- STATED PROBLEM
State how many lines of the material that follows contain the string "below". Reply with the number alone.

- RECORDS

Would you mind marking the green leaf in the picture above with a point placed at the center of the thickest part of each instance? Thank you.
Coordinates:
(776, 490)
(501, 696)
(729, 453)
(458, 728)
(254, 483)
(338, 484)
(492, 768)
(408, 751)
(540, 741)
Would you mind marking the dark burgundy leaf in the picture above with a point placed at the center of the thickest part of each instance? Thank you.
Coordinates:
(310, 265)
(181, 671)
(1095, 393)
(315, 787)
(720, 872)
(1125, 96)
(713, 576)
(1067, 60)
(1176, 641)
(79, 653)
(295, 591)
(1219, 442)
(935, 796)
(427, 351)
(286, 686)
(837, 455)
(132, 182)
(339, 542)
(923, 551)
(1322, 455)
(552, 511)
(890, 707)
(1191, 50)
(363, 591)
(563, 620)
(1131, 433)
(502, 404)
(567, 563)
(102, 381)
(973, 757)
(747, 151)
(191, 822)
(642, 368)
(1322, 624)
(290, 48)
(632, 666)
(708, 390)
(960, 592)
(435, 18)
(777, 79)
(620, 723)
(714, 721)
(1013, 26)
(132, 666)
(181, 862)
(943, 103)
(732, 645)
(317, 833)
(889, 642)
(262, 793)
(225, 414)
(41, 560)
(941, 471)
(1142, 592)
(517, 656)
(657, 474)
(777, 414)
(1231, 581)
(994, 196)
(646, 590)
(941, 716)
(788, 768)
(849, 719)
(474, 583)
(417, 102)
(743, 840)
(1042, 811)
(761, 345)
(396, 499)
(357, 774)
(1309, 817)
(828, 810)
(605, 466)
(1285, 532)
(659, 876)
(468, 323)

* * *

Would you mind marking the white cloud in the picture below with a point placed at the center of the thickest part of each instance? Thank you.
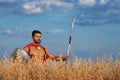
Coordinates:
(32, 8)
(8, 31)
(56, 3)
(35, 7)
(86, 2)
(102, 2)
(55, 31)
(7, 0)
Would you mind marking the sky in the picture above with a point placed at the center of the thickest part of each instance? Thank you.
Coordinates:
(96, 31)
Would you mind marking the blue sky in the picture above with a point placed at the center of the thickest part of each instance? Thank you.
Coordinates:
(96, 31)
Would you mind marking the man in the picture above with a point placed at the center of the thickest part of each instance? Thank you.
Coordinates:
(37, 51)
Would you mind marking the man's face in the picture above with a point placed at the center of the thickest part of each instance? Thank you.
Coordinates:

==

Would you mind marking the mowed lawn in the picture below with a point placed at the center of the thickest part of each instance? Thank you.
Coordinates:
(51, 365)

- ANSWER TO THIS PROBLEM
2